## DATA IN THIS EXERCISE
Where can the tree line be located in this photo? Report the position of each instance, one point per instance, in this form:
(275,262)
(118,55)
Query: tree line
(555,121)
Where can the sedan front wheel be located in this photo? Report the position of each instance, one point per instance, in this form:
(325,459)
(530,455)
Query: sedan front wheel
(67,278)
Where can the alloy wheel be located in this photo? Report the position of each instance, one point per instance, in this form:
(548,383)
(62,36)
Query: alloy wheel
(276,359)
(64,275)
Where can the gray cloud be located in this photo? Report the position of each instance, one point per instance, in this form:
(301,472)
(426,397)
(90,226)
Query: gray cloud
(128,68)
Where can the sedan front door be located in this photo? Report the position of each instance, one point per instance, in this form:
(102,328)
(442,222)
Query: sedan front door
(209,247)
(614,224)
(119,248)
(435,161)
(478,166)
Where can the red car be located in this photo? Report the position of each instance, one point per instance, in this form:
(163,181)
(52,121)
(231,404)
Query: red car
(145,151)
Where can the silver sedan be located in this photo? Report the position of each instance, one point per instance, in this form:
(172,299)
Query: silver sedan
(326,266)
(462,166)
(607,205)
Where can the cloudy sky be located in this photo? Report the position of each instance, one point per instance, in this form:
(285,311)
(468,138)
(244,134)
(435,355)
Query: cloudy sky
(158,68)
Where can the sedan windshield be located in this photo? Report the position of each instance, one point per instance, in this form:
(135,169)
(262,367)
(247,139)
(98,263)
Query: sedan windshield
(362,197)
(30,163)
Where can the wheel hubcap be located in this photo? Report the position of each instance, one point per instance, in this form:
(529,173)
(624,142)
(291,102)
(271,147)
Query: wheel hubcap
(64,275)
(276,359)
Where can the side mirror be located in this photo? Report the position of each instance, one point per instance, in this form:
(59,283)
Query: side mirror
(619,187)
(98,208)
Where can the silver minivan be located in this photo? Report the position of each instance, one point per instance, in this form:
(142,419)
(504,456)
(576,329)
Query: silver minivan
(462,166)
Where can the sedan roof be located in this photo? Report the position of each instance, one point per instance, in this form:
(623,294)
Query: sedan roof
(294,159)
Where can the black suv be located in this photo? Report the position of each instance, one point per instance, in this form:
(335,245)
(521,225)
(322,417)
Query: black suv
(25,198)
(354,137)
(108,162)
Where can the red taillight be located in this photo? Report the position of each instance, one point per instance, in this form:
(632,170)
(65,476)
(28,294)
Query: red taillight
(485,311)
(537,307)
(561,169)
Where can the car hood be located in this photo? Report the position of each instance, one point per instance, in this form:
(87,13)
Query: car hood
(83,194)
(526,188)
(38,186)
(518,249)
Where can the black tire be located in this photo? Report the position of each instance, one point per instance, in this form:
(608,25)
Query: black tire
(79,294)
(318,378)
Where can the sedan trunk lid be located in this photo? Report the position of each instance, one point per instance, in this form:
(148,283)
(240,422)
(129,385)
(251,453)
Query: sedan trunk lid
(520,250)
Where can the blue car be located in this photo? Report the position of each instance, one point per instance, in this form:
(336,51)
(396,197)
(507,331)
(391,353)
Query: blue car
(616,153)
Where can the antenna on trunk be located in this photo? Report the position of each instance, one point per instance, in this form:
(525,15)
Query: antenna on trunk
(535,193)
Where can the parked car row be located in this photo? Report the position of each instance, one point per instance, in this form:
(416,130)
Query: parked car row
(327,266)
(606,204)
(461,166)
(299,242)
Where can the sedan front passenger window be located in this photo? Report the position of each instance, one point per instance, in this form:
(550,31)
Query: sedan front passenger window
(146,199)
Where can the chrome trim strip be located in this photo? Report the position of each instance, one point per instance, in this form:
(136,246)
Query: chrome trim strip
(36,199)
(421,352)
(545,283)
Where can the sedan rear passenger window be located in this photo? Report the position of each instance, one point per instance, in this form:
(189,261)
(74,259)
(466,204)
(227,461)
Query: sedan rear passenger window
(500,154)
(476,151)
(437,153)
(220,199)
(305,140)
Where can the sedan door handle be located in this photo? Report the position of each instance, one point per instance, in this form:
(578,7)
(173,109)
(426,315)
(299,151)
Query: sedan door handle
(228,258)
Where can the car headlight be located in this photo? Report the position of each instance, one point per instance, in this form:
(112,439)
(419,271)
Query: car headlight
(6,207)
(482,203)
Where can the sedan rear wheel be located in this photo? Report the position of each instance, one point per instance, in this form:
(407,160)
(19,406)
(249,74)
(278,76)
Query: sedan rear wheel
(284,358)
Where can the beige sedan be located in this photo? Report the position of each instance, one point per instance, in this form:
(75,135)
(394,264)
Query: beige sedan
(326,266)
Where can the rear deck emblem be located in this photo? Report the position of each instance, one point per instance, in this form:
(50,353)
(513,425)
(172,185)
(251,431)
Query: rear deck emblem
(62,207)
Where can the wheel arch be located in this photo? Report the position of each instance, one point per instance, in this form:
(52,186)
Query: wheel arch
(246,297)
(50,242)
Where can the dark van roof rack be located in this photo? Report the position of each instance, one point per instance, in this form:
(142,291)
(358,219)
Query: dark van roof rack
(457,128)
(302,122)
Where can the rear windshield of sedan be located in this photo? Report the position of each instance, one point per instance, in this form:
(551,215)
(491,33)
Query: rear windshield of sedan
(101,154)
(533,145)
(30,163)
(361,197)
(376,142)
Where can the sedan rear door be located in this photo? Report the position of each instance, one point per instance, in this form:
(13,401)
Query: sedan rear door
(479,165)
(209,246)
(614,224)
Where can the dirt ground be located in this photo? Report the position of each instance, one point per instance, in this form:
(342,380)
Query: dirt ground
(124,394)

## WHAT YOU HAVE TO DO
Change every "Query" in the data above to "Target", and write the data out again with nothing else altered.

## EXPECTED OUTPUT
Where can the tree line be located in this photo? Report the position of each instance, one point per instance, in this form:
(275,262)
(118,55)
Target: tree line
(555,121)
Where can the sedan front wheel be located in this photo? Report the position of each instance, one point per instance, in this form:
(325,459)
(530,455)
Target: sedan front wheel
(67,278)
Where can the alloy wheel be located in this photo? Report the position of each instance, one point per instance, in this form:
(548,383)
(62,36)
Target: alloy wheel
(276,359)
(64,275)
Where can the gray cloud be located in this photo? Report the position of each instance, one point per instance, in this form:
(301,472)
(426,397)
(90,226)
Target: gray cloud
(128,68)
Where can the sedan front door be located in this photo? Report the position of each instance, one point per instance, in this form:
(102,328)
(442,222)
Target: sedan front door
(209,247)
(614,224)
(119,248)
(435,161)
(478,166)
Where can the red car be located in this photo? Report the position of each instance, one point per instance, in this form:
(163,181)
(52,121)
(231,404)
Target: red car
(145,151)
Where can the silver sedan be located in this photo? Report the position of each instance, one point per instance, in this form:
(172,299)
Target: silver sedan
(326,266)
(462,166)
(607,205)
Where can the cloudy sky be located in this photo? Report the position of each instance, one point per instance, in this form:
(285,311)
(468,138)
(244,134)
(435,355)
Target: cloudy sky
(158,68)
Where can the sedan windshield be located in this photo? Report the position of each instance, one point per instance, in this form:
(135,169)
(262,367)
(247,139)
(98,263)
Target: sedan windshield
(362,197)
(30,163)
Where can the wheel hubcap be located in this photo? Report the position of each instance, one point per instance, in this form:
(529,173)
(624,142)
(291,102)
(271,147)
Target: wheel hubcap
(64,275)
(276,359)
Where can the side mirror be located in this photo? Report the position of each instance, one point per instance, in this form:
(59,283)
Target: side mirror
(619,187)
(98,208)
Where can the silver minivan be located in this photo? Report the position of each instance, one point per instance, in this form:
(142,419)
(504,456)
(576,329)
Target: silver minivan
(462,166)
Where can the sedan roof be located in this photo? Report the position of each instance, one point per instance, in this form:
(623,294)
Target: sedan roof
(294,159)
Where can the black suv be located in this photo? Report the position of each instance, one point per instance, in this form:
(335,245)
(521,225)
(322,417)
Target: black suv
(25,198)
(354,137)
(108,162)
Where can the red taillight be located in this photo? Report the position of each instance, one point per instance, in this form:
(632,170)
(65,476)
(28,294)
Target: red taillight
(485,311)
(537,307)
(561,169)
Where can the car hood be located in this photo? Report the position of each instance, one point per instance, in this form:
(87,13)
Target: car hood
(83,194)
(526,188)
(38,186)
(518,249)
Where can the black tire be located in this photo? Report the position of each instance, one point per instance, in this form:
(608,25)
Target: black tire
(79,294)
(318,378)
Where can the sedan trunk lid be located in this photo? Report the position of each instance, one point per instance, in this form:
(148,283)
(240,422)
(129,385)
(251,453)
Target: sedan trunk lid
(520,250)
Where can the blue car be located in this photo? Report the position of each instance, one point per instance, in this form:
(336,51)
(396,197)
(507,331)
(391,353)
Target: blue car
(616,153)
Where can the antenna on trunk be located in this photo? Report the position of each instance, one point per instance, in this form:
(525,15)
Target: antenna on trunk
(535,193)
Where can the parked car row be located in this photo? Report the position of each instance, one point per instance, in this form:
(416,130)
Target: parked car row
(327,266)
(606,204)
(461,166)
(299,242)
Where can the sedan front passenger window be located in this photo? Report the position of each instance, one point per instance, in this form:
(550,31)
Target: sedan front passenger window
(146,199)
Where can the chrome trim strip be located in this photo? Report the position of each instance, one point per instance, in this form:
(136,246)
Target: chrome trim strip
(36,199)
(421,352)
(545,283)
Where can the sedan rear passenger window be located in this photo? Report the position of each instance, one point per instance, in this form:
(189,261)
(74,259)
(466,204)
(227,461)
Target: sedan rear passenger window
(500,154)
(476,151)
(437,153)
(220,199)
(305,140)
Where can the sedan door handle be located in this photo? Report the position of each instance, one point per instance, in this form:
(578,7)
(173,109)
(426,315)
(299,151)
Target: sedan door handle
(228,258)
Where can the car headlight be located in this photo? Report the position of each instance, one point per instance, in this form:
(112,439)
(419,271)
Target: car headlight
(6,207)
(482,203)
Where can the sedan rear wheel be located in this photo? Report the position of each instance, one point per instance, in this form:
(407,160)
(19,406)
(249,74)
(278,76)
Target: sedan rear wheel
(284,358)
Where can the beige sedan be located in this photo? Report the position of each instance, one point per instance, in this form:
(75,135)
(394,264)
Target: beige sedan
(326,266)
Where can the rear deck emblem be located in this photo? Report the position of each instance, one point per instance, in this form:
(50,353)
(513,425)
(172,185)
(251,431)
Target: rear deck emblem
(62,207)
Where can the wheel arch be located in this photo? Report the position of each instance, one point per instance, in this form:
(52,186)
Target: wheel arch
(246,297)
(50,242)
Where can the dark van roof rack be located in this photo? Report the position of each instance, one point per instance, in this form:
(142,291)
(358,219)
Target: dark van roof rack
(457,128)
(302,122)
Where can the rear windshield of sedan be located in this photo? Report the position of each instance, one point per instance, in this form:
(551,215)
(491,33)
Target: rear windshield of sedan
(101,154)
(533,145)
(30,163)
(361,197)
(376,142)
Where can the sedan rear door be located in this photo? Report the position of each instance, one point per instance, in this form:
(13,401)
Target: sedan rear door
(479,165)
(209,246)
(614,224)
Where can the dirt ground be located in this photo? Report the position of each instance, one point per instance, in this form:
(342,380)
Target: dirt ground
(124,394)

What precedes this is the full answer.